* start *

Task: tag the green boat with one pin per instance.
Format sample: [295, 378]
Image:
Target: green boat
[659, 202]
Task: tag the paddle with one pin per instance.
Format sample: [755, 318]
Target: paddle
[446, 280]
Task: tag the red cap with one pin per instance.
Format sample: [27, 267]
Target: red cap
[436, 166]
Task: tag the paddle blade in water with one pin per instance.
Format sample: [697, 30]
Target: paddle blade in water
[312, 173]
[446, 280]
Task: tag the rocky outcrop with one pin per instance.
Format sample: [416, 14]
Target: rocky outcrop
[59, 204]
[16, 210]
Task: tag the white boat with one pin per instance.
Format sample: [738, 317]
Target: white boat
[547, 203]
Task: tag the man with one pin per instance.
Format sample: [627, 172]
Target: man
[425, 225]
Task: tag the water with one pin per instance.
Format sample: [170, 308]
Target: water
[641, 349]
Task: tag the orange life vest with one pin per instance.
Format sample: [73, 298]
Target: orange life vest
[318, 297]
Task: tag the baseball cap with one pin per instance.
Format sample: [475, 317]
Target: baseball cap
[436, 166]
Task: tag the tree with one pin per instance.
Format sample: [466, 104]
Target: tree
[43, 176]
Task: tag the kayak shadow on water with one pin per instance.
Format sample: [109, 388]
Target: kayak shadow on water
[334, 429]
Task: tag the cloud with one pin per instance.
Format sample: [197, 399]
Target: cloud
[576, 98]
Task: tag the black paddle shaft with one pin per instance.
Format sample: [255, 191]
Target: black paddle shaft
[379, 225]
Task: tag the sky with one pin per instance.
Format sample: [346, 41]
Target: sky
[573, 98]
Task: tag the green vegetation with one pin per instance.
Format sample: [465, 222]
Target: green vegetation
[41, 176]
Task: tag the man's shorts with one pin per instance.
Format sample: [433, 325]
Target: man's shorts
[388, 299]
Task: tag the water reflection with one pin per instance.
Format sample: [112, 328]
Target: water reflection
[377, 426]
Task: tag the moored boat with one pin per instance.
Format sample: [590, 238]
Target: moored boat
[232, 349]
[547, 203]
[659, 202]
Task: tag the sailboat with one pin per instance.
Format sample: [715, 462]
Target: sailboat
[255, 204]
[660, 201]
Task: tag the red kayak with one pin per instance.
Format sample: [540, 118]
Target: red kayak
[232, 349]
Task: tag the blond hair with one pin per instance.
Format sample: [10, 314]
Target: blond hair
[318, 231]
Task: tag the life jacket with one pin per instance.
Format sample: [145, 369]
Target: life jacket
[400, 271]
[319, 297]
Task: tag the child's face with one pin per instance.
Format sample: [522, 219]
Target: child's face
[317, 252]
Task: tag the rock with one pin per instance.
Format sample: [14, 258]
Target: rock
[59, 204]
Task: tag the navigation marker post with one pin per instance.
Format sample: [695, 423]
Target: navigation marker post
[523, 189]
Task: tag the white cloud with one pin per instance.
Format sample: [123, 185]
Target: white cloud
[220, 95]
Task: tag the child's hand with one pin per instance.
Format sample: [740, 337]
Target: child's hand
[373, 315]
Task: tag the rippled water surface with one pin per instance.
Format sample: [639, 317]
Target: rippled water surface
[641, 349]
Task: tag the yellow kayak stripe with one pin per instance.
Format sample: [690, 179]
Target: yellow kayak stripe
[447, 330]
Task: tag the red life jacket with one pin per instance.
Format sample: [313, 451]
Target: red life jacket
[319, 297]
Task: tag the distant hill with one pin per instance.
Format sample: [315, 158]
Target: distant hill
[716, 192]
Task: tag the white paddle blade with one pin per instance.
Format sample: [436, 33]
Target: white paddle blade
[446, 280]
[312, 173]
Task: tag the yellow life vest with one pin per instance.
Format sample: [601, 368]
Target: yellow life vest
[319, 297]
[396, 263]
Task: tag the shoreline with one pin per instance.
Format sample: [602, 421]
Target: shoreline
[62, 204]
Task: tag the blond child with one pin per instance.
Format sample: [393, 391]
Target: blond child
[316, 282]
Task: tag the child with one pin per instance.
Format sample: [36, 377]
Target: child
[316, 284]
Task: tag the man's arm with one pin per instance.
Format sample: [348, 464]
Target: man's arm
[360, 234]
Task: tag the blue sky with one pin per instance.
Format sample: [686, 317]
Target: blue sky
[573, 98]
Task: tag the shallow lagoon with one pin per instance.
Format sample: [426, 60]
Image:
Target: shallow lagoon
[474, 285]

* end *

Rewrite the part that opens with the line containing "Task: tag the shallow" and closes at the end of the entries, swapping "lagoon" for "cove" wherever it occurs and keeping every other character the same.

Task: tag the shallow cove with one pin per instance.
Format sample: [426, 60]
Image:
Target: shallow cove
[474, 285]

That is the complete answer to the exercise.